Coach Madden was blue collar, too. He grew up across San Francisco Bay in Daly City, a place on the San Francisco border that was a series of copycat houses built after World War II. To understand how Madden became a worldwide sensation, one must understand how he earned his fame.
Coach Madden famously said, “The road to Easy Street goes through the sewer.” It was his way of saying “it takes years of hard work to become an overnight sensation.” We appreciated his values.
Coach Madden worked hard and looked different. His hair was always unkept. His field pass hung from a belt loop on his polyester slacks. He wore a tie with a short-sleeved shirt. When he yelled at the officials, he was yelling for us. He knew the game, could find ways to stop offenses and exploit defenses and earned the respect of his players. His rules were, “Players had to be on time, pay attention and play like Hell when I told them to.” That worked for us in Oakland.
His favorite players were lineman, the guys who were “in the trenches” and unheralded for their effort. Madden was a lineman in high school and college. A knee injury kept him from playing offensive line in the NFL. My dad was center on the football team at St. Elizabeth’s High School in Oakland. When their quarterback Rudy Solari went on to Hollywood to become an actor, he landed a role in the ABC military series “Garrison’s Gorillas.” When Solari appeared on screen, my dad would say, “That guy had his hands under my butt” and laugh, even though he said it every week. My dad was a little like Coach Madden.
Oakland always had an inferiority complex with San Francisco. But if the Raiders won, it didn’t matter. And Coach Madden won. He has the highest winning percentage of any coach in NFL history with at least 100 wins. While Madden led Oakland from 1969-79 — the only team he ever coached — the cross-bay rival 49ers went through six different coaches.
I grew up the oldest of four children in a family that could not afford Raiders’ season tickets. But many relations and family friends had them, and since we lived minutes from the Oakland Coliseum — home of the Raiders — an extra ticket frequently came my way. I sat by the phone on many Sunday mornings waiting for the phone to ring, which never had to ring twice.

EXERCISE: Copy the Coach Madden passage word for word from "Oakland always had" to "to ring twice.".

GIVEN MATERIAL:
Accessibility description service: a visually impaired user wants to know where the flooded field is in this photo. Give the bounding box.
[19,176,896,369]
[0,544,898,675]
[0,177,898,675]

EXERCISE ANSWER:
Oakland always had an inferiority complex with San Francisco. But if the Raiders won, it didn’t matter. And Coach Madden won. He has the highest winning percentage of any coach in NFL history with at least 100 wins. While Madden led Oakland from 1969-79 — the only team he ever coached — the cross-bay rival 49ers went through six different coaches.
I grew up the oldest of four children in a family that could not afford Raiders’ season tickets. But many relations and family friends had them, and since we lived minutes from the Oakland Coliseum — home of the Raiders — an extra ticket frequently came my way. I sat by the phone on many Sunday mornings waiting for the phone to ring, which never had to ring twice.